From the listing below, work out how many lines contain "slab"; the answer is that number and nothing more.

+===+

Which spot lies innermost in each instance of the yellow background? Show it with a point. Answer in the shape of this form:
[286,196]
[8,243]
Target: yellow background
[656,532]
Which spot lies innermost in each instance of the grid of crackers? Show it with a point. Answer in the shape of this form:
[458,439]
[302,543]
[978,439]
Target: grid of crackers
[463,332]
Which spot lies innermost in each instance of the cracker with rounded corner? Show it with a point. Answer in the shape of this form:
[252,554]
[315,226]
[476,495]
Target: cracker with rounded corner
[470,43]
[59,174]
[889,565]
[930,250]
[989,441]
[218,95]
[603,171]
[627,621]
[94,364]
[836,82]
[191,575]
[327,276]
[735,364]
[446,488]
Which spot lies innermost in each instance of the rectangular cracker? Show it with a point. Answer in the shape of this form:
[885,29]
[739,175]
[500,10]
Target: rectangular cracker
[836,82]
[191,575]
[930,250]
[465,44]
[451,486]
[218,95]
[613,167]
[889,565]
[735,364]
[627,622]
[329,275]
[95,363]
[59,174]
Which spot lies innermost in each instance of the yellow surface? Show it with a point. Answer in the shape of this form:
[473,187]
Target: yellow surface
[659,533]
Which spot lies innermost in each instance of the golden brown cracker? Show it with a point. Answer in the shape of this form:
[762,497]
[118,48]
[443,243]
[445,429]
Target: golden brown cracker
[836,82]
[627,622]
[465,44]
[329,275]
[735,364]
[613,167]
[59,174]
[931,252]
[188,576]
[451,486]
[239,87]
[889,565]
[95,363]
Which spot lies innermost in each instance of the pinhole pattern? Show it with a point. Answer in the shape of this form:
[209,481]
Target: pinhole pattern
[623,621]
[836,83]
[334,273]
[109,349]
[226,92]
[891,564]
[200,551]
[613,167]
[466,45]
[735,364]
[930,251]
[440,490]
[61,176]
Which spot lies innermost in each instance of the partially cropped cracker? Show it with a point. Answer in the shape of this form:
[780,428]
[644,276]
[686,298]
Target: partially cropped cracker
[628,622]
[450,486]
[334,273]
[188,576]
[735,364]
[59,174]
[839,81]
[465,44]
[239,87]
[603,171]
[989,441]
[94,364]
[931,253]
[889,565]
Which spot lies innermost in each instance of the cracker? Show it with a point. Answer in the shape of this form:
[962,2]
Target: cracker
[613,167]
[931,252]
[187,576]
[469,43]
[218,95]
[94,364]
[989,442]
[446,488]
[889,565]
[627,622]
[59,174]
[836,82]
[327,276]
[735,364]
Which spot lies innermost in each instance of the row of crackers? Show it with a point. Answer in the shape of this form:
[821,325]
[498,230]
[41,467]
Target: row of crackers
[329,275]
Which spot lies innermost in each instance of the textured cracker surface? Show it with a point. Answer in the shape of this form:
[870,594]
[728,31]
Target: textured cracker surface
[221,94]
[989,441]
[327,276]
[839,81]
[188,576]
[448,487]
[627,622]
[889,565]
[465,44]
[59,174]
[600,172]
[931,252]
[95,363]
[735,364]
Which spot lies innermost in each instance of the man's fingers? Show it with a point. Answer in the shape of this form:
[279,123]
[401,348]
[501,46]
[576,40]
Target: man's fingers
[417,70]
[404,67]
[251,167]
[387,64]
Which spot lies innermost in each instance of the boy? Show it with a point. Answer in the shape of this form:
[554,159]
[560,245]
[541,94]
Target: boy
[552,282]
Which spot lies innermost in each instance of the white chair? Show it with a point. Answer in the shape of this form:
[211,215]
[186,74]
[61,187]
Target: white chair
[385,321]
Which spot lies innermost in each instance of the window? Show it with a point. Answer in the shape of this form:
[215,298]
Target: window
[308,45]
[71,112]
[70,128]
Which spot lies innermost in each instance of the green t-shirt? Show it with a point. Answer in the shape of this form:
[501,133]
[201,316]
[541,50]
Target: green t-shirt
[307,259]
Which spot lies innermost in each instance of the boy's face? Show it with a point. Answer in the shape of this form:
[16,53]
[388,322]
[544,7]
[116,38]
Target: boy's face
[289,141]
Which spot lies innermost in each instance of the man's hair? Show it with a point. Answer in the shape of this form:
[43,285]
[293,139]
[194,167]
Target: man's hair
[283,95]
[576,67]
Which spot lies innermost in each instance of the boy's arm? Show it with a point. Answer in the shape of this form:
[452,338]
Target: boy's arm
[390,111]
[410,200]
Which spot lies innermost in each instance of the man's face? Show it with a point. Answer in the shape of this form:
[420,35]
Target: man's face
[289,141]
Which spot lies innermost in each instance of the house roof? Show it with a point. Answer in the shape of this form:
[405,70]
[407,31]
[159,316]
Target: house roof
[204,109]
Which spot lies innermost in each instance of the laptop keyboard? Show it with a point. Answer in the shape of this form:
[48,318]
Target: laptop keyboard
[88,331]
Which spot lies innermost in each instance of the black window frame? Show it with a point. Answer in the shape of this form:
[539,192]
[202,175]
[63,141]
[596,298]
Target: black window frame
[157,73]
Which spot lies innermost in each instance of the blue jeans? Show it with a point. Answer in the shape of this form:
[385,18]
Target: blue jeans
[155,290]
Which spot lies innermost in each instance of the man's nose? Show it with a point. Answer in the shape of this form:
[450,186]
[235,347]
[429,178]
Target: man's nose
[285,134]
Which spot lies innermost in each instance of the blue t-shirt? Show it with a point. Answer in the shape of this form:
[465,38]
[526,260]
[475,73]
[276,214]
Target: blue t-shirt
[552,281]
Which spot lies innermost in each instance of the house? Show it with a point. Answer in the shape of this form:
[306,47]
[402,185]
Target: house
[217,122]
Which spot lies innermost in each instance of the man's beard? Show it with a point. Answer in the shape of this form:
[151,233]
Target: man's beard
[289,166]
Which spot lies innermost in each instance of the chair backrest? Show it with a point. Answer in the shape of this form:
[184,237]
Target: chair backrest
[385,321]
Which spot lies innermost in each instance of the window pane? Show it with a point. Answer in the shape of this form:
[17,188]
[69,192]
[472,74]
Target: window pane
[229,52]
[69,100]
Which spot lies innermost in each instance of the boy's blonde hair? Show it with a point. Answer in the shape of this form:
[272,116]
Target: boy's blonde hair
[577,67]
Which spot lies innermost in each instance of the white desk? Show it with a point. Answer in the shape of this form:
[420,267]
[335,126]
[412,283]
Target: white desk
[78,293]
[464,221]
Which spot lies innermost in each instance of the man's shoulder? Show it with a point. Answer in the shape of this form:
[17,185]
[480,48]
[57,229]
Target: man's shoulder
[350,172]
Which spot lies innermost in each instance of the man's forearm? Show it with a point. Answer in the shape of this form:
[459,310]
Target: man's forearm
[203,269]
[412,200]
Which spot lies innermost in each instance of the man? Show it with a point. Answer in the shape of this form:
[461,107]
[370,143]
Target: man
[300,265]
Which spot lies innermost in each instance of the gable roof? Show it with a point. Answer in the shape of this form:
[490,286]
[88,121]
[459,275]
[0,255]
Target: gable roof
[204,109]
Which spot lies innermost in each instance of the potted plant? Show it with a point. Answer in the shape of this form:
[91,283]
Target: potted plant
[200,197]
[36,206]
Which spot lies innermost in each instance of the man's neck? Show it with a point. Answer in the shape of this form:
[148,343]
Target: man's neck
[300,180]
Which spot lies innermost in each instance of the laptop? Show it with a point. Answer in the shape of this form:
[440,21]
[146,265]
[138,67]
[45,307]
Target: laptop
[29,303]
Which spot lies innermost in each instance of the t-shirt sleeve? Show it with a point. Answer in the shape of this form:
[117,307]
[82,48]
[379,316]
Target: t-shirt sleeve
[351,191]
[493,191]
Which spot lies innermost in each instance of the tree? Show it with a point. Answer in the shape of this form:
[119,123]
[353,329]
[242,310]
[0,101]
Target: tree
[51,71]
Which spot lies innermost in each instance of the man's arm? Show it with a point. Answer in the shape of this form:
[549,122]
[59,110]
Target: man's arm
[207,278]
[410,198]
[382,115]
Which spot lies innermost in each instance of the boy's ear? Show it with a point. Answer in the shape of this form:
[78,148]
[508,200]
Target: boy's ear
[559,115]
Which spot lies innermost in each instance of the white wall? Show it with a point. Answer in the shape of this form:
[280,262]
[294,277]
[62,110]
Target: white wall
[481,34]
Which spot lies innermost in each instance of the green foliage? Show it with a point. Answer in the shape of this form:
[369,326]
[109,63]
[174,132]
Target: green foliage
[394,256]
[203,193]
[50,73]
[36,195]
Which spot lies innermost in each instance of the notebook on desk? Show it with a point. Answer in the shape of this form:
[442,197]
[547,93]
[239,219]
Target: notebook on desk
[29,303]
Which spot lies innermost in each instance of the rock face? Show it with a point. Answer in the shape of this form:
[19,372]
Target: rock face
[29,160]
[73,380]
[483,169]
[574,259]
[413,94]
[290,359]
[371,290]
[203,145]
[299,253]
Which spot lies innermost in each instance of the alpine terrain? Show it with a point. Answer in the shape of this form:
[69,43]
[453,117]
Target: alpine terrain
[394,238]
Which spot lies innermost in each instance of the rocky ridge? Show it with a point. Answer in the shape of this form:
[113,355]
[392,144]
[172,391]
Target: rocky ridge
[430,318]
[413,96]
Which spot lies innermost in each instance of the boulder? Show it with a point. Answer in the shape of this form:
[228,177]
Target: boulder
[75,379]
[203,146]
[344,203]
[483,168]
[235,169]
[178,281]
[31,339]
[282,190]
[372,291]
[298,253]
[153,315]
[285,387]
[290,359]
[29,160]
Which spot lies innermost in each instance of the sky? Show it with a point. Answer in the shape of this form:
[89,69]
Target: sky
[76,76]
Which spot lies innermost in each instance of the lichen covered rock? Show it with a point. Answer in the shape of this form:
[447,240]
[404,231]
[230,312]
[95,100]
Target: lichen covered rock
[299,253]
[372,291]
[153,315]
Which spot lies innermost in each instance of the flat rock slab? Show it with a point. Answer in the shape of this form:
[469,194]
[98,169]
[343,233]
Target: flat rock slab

+===+

- _WORKED SOLUTION_:
2